読解文 -
タイ企業を中心とするベトナム投資熱の高まり
第2のトレンドは、お膝元のASEAN域内、特にベトナムへの投資熱の高まりだ。特に目目立つのがタイ企業である。タイには素材のサイアム・セメント・グループ、流通のセントラル・グループ、食品・小売りを展開するチャロン・ポカパン(CP)グループなど2010年代にベトナム事業を拡大した有力企業が多いが、これらが更なる投資に動いている。
セントラルは小売部門売上高の約2割を占めるベトナムでショッピング・モール(現在42カ所)や大型スーパーマーケット(同41店舗)をさらに増設するため、地元タイとベトナムの両国で、今後3年間で総額450億バーツ(約2000億円)以上を投じる。CPグループ系の食品大手CPフーズは売上高の約2割を占める最大の海外市場ベトナムで株式上場を計画中だ。さらに工業団地大手のWHAコーポレーションやアマタ・コーポレーションは相次いで新規開発に乗り出している。両社とも既に現地に進出しているが、中国企業をはじめ外資の現地進出が活発化しているため受け皿づくりを加速させている。
タイ中央銀行の統計によると、タイ企業の対ベトナム投資残高は2024年末時点で約138億ドルに達した。ベトナムは国別4位、全体に占めるシェアは約7%だ。金額・シェアともに過去最高水準に上昇している(表②)。

練習問題 -
1. ベトナム投資に関する文章によると、タイ企業の対ベトナム投資残高は2024年末時点でいくらに達したか答えなさい。
2. ベトナム投資に関する文章のうち、「セントラルは小売部門売上高の」から「水準に上昇している(表②)。」までをそのまま繰り返しなさい。
3. ベトナム投資に関する文章を、最後の文の後に続けて書き継ぎなさい。

保存データ項目:
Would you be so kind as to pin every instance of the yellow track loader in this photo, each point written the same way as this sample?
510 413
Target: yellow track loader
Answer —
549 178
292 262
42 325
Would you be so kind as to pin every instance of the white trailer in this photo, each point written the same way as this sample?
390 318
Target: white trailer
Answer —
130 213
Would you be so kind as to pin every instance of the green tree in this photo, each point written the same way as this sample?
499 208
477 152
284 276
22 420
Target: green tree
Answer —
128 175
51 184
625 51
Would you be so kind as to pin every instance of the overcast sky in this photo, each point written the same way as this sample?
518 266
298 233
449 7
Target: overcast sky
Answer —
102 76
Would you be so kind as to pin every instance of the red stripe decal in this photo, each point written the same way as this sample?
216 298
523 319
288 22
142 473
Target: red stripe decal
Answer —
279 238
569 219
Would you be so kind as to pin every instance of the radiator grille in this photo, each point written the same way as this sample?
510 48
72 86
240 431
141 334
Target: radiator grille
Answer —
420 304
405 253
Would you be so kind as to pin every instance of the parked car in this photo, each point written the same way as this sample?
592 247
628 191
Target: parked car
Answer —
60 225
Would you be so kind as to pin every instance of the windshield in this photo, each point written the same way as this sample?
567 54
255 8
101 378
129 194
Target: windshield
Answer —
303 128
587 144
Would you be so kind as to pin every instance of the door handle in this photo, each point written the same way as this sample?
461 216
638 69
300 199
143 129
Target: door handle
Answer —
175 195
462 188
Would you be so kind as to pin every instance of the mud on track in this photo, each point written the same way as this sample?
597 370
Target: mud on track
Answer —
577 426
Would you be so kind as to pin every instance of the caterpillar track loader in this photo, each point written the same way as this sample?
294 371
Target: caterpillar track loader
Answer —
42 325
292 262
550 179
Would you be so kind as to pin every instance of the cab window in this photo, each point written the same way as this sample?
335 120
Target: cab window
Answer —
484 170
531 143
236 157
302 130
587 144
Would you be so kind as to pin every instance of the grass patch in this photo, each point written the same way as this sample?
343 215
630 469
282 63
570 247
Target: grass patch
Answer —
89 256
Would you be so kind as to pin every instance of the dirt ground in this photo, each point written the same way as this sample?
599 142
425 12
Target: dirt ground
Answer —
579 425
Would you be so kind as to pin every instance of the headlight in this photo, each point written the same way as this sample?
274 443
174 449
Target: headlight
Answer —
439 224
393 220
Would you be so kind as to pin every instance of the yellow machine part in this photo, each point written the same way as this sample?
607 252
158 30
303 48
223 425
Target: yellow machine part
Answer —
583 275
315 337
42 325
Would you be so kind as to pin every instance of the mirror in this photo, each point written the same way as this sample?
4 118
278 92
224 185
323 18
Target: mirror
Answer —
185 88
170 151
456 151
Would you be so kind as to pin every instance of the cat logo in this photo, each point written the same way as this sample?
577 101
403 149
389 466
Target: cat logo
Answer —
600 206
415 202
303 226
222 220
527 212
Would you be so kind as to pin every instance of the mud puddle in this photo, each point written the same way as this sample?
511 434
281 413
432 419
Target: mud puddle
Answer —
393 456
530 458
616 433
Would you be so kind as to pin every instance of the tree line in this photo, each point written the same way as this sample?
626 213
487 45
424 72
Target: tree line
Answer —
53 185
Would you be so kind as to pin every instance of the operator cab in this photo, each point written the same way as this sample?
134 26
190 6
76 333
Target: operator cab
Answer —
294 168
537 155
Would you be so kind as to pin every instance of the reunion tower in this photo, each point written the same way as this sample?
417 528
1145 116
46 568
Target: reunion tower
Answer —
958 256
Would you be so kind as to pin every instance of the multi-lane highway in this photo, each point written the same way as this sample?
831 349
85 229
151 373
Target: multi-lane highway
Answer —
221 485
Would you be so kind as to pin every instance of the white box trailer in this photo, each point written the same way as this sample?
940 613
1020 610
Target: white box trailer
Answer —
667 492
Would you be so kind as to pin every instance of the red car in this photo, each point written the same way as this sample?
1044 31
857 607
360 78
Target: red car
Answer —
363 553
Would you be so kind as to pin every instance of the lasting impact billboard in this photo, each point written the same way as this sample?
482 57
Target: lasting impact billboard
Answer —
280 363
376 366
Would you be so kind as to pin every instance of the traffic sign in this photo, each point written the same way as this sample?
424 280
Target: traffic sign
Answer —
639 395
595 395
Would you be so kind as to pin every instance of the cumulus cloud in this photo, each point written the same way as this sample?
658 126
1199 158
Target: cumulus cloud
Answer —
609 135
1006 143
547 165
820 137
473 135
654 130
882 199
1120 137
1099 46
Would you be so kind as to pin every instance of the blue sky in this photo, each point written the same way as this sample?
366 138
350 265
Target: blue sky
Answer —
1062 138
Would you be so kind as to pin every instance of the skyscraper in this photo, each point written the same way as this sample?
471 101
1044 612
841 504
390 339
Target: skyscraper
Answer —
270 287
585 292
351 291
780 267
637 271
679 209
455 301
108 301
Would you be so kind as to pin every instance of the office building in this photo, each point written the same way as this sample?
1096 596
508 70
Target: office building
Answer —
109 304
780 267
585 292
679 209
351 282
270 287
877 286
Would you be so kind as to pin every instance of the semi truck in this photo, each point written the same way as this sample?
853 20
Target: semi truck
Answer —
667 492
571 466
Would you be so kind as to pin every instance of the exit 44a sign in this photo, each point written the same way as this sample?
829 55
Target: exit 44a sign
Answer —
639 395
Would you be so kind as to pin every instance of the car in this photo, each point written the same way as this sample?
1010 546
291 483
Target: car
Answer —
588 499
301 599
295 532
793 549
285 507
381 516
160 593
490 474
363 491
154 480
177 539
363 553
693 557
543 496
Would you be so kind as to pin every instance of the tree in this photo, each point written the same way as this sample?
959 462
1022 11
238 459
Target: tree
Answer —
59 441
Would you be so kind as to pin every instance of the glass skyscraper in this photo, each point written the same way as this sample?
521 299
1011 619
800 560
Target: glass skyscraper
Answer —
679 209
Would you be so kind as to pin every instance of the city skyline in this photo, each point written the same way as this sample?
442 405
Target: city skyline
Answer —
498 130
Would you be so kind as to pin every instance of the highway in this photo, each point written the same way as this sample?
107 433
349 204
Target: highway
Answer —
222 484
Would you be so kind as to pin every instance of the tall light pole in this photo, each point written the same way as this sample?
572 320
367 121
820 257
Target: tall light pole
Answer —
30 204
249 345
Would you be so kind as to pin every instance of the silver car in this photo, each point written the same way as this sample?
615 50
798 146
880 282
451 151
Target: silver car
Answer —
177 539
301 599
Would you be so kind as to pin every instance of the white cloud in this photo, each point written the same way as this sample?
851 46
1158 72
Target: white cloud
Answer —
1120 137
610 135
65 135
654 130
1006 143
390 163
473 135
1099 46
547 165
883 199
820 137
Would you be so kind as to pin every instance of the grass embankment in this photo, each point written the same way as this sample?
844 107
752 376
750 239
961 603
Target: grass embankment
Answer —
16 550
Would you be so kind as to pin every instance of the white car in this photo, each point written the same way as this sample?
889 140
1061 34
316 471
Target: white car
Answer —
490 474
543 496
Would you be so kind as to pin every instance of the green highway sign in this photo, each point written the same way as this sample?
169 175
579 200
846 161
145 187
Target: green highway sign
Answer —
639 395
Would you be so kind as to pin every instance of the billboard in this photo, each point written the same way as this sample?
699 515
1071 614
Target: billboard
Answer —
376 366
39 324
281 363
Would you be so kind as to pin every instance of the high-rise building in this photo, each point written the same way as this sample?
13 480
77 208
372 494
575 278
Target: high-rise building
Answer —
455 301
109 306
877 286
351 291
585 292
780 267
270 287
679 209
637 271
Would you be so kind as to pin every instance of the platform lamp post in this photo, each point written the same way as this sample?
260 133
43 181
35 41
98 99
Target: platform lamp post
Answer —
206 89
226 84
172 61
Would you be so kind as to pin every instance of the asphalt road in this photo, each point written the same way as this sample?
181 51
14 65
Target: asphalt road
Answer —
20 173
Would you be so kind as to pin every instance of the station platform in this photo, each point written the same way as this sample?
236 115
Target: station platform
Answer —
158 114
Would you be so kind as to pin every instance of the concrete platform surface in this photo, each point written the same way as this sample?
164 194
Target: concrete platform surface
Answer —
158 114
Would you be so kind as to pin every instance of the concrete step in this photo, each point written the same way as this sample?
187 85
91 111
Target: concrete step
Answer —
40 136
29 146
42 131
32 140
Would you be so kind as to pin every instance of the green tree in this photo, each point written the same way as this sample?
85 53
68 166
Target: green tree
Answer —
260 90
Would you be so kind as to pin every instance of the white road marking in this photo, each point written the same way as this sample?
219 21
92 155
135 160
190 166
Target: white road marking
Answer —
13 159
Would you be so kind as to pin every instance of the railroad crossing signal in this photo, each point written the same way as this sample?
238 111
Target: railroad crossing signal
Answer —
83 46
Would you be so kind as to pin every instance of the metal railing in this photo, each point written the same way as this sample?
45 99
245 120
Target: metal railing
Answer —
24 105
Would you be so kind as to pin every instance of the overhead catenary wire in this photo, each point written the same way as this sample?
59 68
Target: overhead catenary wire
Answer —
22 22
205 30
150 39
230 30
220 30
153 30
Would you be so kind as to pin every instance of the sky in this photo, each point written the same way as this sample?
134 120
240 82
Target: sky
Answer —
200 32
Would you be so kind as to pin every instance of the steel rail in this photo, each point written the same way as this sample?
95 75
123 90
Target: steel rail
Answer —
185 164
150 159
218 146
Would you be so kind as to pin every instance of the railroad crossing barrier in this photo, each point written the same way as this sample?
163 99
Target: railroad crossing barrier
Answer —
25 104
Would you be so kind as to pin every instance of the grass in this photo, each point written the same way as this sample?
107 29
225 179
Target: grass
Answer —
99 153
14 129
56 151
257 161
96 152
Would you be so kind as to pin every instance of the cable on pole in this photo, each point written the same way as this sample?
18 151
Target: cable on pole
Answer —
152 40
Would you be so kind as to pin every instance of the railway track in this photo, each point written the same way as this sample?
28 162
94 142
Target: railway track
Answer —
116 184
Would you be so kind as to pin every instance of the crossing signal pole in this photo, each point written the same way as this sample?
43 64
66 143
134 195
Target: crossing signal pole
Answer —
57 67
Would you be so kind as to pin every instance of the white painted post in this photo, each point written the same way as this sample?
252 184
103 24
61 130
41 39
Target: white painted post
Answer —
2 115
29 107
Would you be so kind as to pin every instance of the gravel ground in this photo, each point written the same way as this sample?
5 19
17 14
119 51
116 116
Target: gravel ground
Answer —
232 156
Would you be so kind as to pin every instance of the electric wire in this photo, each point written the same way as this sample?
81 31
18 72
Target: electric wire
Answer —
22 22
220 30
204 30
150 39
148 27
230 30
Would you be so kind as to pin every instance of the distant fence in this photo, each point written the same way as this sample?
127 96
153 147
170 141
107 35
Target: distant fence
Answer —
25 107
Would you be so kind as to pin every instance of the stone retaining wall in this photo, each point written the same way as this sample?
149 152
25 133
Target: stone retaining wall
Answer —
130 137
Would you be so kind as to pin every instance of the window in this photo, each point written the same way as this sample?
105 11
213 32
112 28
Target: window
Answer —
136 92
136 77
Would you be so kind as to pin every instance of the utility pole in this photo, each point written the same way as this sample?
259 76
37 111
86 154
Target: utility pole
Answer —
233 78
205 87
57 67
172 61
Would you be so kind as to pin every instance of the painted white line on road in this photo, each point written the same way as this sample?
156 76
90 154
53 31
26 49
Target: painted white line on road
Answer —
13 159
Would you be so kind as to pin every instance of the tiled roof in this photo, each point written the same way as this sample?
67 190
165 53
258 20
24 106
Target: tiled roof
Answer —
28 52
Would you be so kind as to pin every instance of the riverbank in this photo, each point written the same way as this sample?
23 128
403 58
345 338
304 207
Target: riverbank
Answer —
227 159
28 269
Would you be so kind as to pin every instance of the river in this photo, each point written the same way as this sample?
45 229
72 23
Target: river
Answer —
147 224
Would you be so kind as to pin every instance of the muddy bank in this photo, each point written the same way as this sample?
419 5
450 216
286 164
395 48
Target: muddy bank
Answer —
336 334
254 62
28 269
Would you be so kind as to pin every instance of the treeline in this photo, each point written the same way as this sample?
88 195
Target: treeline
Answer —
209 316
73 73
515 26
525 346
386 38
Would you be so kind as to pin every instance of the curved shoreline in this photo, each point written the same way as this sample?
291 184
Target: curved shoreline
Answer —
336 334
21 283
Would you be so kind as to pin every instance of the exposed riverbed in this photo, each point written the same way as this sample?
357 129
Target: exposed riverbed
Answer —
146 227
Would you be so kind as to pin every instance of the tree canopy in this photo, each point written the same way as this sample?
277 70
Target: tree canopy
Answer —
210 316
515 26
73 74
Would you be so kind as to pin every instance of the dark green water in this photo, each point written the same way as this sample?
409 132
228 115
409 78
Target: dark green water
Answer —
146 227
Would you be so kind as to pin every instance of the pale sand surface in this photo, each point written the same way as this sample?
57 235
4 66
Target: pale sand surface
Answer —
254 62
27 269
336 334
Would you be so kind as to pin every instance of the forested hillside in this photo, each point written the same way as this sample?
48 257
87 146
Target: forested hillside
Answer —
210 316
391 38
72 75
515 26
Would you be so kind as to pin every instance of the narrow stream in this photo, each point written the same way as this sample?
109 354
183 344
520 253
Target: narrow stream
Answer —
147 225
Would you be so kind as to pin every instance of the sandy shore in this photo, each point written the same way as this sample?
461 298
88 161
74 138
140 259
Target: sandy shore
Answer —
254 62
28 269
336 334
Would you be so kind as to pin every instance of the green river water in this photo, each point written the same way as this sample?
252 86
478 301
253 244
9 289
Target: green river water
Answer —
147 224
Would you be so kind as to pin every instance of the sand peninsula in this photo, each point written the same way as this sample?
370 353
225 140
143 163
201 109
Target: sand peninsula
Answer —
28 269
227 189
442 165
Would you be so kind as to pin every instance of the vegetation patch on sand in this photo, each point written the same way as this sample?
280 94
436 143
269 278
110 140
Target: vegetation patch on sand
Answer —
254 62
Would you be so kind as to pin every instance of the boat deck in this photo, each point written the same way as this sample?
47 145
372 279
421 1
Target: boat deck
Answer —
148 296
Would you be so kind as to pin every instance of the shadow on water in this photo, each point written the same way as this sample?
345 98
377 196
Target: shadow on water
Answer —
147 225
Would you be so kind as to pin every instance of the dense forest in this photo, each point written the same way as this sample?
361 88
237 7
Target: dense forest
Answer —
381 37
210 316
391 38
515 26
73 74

解答 -
1. 約138億ドル

2.
セントラルは小売部門売上高の約2割を占めるベトナムでショッピング・モール(現在42カ所)や大型スーパーマーケット(同41店舗)をさらに増設するため、地元タイとベトナムの両国で、今後3年間で総額450億バーツ(約2000億円)以上を投じる。CPグループ系の食品大手CPフーズは売上高の約2割を占める最大の海外市場ベトナムで株式上場を計画中だ。さらに工業団地大手のWHAコーポレーションやアマタ・コーポレーションは相次いで新規開発に乗り出している。両社とも既に現地に進出しているが、中国企業をはじめ外資の現地進出が活発化しているため受け皿づくりを加速させている。
タイ中央銀行の統計によると、タイ企業の対ベトナム投資残高は2024年末時点で約138億ドルに達した。ベトナムは国別4位、全体に占めるシェアは約7%だ。金額・シェアともに過去最高水準に上昇している(表②)。

3.
タイ企業にとって最大の投資先は香港(約283億ドル、シェア14%)であるが、香港を経由しベトナムに投資が向かうケースも多く、実際の対ベトナム投資額はもっと大きいであろう。ベトナム市場を巡っては他のASEAN企業も、例えばシンガポールのユナイテッド・オーバーシーズ・バンク(UOB)が現地子会社の資本金を25%増の10兆ドン(約550億円)に増強、マレーシアのマラヤン・バンキング(メイバンク)も現地の保有資産を2027年までに20億ドルへ倍増する計画など、域内有力銀行の両行が経営拡大に動いている。ほかにもシンガポールの医療大手、トムソン・メディカル・グループが現地の大手病院、フィリピンの大手エネルギー企業、ACENは再生可能エネ事業を手掛ける地元企業をそれぞれ買収するなど様々な案件が浮上している。